* The task
Translate this sentence from the stock appreciation rights agreement below into Spanish: "The Plan is incorporated herein by reference and made a part hereof as though set forth in full herein."
───── Text excerpt
Tollgrade Communications, Inc. 2006 Long-Term Incentive Compensation Plan STOCK APPRECIATION RIGHTS AGREEMENT
Exhibit 10.16
Tollgrade Communications, Inc.
2006 Long-Term Incentive Compensation Plan
2006 Long-Term Incentive Compensation Plan
This Stock Appreciation Rights Agreement (“Agreement”), dated as of March 25, 2010, is entered
into between Tollgrade Communications, Inc., a Pennsylvania corporation (the “Company”), and Xxxxxx
X. Xxxxxxx (the “Grantee”).
WHEREAS, the Board of Directors of the Company has determined that it would be in the best
interests of the Company to make the grant provided for herein, and the Grantee desires to accept
such grant, upon and subject to the terms and conditions described herein; and
NOW, THEREFORE, the parties hereto, intending to be legally bound hereby, agree as follows:
1. Grant of SARs. The Company hereby confirms the grant to the Grantee on March 23,
2010 (the “Date of Grant”) of 250,000 Stock Appreciation Rights (the “SARs”) in accordance with the
terms hereof with respect to an equal number of shares of common stock of the Company, par value
$.20 per share (the “Common Stock”), each SAR relating to one share of Common Stock, at a xxxxx
xxxxx of $6.31 per share (the “Xxxxx Xxxxx”), under and subject to the terms and conditions of the
Company’s 2006 Long-Term Incentive Compensation Plan, as amended and restated (the “Plan”) and this
Agreement. The Plan is incorporated herein by reference and made a part hereof as though set forth
in full herein. Terms which are capitalized herein but which are not defined herein have the same
meaning as in the Plan unless the context otherwise requires. The Grantee accepts the SARs and
agrees to be bound by the terms and conditions of this Agreement and the Plan with respect to the
Award described herein.
──────────
───── Records shown
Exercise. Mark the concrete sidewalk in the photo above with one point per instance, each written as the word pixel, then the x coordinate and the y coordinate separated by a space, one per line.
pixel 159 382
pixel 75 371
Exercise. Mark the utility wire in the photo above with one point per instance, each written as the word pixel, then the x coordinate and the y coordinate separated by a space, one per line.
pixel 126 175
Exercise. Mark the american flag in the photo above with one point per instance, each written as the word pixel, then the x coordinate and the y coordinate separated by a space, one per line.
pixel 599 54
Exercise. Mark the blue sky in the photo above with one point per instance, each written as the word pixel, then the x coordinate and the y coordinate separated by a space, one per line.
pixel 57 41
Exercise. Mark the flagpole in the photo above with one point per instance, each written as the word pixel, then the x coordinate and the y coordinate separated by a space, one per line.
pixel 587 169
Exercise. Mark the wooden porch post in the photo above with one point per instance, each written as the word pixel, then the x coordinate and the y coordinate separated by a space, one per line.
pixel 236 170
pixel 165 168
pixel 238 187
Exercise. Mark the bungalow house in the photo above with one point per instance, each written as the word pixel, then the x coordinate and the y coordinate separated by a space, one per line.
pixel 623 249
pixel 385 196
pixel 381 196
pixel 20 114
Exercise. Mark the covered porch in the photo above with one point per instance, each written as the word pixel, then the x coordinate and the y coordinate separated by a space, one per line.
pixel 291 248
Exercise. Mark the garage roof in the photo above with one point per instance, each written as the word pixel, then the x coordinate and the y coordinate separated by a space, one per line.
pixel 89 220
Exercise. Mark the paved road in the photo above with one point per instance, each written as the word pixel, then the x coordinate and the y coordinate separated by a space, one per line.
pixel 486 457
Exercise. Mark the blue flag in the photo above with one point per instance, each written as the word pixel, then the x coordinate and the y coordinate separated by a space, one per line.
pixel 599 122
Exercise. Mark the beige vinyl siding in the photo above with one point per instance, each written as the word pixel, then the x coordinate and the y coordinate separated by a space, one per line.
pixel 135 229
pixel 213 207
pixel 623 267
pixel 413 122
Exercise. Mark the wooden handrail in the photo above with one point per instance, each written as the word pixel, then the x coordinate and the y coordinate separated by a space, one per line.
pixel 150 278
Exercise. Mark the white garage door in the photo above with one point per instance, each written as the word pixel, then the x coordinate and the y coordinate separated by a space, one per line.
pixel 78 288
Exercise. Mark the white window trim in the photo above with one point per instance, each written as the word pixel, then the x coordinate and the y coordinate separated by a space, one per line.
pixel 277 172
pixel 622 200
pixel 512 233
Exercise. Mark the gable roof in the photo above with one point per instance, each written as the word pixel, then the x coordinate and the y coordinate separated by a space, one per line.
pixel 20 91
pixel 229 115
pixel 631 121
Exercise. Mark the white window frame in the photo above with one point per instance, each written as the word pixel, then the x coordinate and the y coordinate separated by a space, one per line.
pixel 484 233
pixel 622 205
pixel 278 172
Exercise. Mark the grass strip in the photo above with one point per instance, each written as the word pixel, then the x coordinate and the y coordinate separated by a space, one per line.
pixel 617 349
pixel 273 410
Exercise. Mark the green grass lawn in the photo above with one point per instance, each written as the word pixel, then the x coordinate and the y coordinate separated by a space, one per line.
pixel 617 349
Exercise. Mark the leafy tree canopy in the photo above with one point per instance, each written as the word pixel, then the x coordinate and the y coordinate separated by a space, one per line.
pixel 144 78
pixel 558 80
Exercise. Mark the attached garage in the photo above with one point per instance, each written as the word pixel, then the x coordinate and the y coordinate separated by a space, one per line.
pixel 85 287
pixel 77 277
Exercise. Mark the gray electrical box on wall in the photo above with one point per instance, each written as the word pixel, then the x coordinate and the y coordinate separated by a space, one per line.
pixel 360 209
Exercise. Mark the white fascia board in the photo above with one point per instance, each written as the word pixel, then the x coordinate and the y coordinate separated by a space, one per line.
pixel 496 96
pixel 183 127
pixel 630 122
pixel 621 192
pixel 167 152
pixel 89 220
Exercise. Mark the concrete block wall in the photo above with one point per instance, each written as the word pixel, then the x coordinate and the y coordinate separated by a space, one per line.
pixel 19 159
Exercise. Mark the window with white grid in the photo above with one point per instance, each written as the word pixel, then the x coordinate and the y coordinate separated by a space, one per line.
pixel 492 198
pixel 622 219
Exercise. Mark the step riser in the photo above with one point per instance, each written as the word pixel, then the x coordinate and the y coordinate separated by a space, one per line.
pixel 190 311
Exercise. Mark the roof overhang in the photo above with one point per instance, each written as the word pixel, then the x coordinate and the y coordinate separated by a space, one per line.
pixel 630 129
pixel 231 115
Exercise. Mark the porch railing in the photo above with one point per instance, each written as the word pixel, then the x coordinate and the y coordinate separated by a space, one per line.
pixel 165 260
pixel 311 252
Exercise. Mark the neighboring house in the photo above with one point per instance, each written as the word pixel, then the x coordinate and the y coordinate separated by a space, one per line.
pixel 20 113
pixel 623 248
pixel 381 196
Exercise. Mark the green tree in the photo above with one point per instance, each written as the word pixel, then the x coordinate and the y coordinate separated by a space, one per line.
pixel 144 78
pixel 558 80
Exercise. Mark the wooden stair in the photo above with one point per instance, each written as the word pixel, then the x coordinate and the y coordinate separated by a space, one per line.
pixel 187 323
──────────
* Reply to the task
El Plan se incorpora al presente por referencia y forma parte del mismo como si estuviera transcrito íntegramente en el presente.